> RECORD EXTRACTS
□ □ □ □

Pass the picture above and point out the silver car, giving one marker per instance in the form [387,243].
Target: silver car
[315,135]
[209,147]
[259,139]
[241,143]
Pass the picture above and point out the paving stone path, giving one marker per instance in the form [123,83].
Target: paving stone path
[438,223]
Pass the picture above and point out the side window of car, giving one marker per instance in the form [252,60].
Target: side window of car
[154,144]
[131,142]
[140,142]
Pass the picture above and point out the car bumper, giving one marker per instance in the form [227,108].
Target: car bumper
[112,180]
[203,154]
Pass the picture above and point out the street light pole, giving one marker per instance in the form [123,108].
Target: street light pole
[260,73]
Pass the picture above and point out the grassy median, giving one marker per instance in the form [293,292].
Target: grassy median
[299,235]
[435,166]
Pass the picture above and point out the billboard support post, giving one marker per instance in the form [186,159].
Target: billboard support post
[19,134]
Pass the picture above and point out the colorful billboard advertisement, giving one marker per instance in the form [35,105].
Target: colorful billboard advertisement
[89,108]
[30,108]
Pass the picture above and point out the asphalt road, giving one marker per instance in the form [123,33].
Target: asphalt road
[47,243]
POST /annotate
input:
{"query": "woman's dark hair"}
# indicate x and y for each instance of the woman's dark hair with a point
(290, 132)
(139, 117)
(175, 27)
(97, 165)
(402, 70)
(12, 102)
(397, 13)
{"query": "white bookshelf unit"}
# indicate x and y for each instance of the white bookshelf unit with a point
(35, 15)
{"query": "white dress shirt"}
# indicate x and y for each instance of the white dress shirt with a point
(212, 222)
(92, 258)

□ □ □ □

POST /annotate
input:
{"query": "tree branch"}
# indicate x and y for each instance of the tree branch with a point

□ □ □ □

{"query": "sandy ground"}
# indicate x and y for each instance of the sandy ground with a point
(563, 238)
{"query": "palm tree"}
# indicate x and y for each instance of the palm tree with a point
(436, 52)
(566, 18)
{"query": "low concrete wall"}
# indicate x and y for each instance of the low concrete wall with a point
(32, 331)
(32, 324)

□ □ □ □

> ACTIVITY
Scan the records above for the string "query", then select every line that holds it.

> EXPECTED ANSWER
{"query": "woman's dark hair"}
{"query": "white bookshelf unit"}
{"query": "white dress shirt"}
{"query": "tree branch"}
{"query": "sandy ground"}
{"query": "palm tree"}
{"query": "low concrete wall"}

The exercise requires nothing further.